=== 出典文書 ===
ストーリーズ #024

コミュニティスペース運営(団体職員)×映像作家

菊地翼さん

地域:山形県大江町ほかタイプ:団体職員兼個人事業主

山形県大江町・左沢中央商店街にある交流施設「ATERA」は、ゆるやかな音楽が流れる落ち着いた雰囲気のカフェとレンタルスペースを有する町の指定管理施設です。

コーヒーを飲みにやってきた近所のおばあちゃんに「こんにちは、寒くなってきましたね」と穏やかに声をかける青年。2Fで定期開催している英会話教室を終え、階段からパタパタとかけ降りてきた小学生たちにも「気をつけて帰ってね〜!」と気さくに声をかけます。

肩書のない名刺


今日の主人公・菊地翼さんは、32歳のパラレルワーカーです。さまざまな領域の仕事に携わる菊地さんには、2枚の名刺があります。

1枚目は「ATERA事務局長」のもの。フルタイムで施設の運営全般を担い、今年4月には団体の一般社団法人化にも携わりました。経営から接客、チラシ・ポスター作成のほか、地域の団体活動や学校の評議委員といった仕事もこなします。

=== 課題 ===
菊地翼さんの紹介記事で、「経営から接客、」で始まる文に挙がっている仕事をすべて書き出してください。

データセットの行:

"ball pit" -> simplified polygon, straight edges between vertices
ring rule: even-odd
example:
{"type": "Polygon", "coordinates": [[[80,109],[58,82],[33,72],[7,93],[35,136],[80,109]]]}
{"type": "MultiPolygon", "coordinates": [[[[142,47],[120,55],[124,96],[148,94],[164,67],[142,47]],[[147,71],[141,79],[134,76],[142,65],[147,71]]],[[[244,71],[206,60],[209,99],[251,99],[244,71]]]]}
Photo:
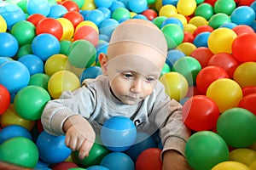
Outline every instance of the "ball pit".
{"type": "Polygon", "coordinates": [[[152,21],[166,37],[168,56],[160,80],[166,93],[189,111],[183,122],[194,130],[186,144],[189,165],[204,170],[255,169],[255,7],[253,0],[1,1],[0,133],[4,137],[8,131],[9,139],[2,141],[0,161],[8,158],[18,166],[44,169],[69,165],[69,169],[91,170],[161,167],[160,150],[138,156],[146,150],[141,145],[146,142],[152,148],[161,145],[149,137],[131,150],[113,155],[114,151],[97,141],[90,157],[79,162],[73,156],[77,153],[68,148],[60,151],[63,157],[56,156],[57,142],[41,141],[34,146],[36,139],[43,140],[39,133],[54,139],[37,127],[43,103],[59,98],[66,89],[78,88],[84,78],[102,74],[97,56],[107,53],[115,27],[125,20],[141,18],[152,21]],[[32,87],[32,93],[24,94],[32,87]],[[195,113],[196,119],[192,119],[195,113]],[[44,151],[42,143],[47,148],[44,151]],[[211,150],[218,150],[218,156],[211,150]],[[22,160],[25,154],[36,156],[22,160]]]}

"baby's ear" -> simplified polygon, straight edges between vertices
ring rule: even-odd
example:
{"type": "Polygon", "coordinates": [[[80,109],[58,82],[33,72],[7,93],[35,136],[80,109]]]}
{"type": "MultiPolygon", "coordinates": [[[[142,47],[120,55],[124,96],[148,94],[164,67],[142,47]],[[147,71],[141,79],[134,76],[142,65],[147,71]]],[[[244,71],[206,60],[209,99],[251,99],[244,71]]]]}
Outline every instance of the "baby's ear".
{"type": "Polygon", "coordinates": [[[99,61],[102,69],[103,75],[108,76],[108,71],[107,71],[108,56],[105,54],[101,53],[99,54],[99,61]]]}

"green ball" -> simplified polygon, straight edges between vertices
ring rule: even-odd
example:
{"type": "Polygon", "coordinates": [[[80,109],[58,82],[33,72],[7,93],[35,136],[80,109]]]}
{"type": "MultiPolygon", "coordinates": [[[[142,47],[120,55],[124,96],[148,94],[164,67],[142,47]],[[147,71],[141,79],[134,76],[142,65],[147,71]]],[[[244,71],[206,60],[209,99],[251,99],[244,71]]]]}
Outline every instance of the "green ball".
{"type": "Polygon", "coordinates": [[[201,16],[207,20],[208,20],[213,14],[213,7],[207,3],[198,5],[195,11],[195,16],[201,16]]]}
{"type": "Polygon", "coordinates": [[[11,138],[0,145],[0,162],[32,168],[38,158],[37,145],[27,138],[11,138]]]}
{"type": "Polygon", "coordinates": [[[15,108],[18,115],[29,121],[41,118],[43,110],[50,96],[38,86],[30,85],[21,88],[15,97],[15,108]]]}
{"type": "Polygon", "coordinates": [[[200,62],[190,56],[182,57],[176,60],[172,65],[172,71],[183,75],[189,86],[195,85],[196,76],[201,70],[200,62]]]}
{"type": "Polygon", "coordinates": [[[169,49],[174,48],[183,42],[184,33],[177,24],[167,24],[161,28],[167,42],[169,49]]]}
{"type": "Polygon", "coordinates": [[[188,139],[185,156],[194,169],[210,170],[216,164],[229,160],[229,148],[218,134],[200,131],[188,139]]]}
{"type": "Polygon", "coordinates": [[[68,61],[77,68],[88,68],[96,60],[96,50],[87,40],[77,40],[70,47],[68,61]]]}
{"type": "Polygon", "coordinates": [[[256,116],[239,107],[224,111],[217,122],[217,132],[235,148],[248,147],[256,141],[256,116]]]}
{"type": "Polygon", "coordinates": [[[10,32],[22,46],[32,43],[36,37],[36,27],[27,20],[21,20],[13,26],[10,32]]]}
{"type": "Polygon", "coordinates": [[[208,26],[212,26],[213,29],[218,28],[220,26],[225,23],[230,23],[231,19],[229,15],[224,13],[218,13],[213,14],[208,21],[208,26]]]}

=== 解答 ===
経営
接客
チラシ・ポスター作成
地域の団体活動
学校の評議委員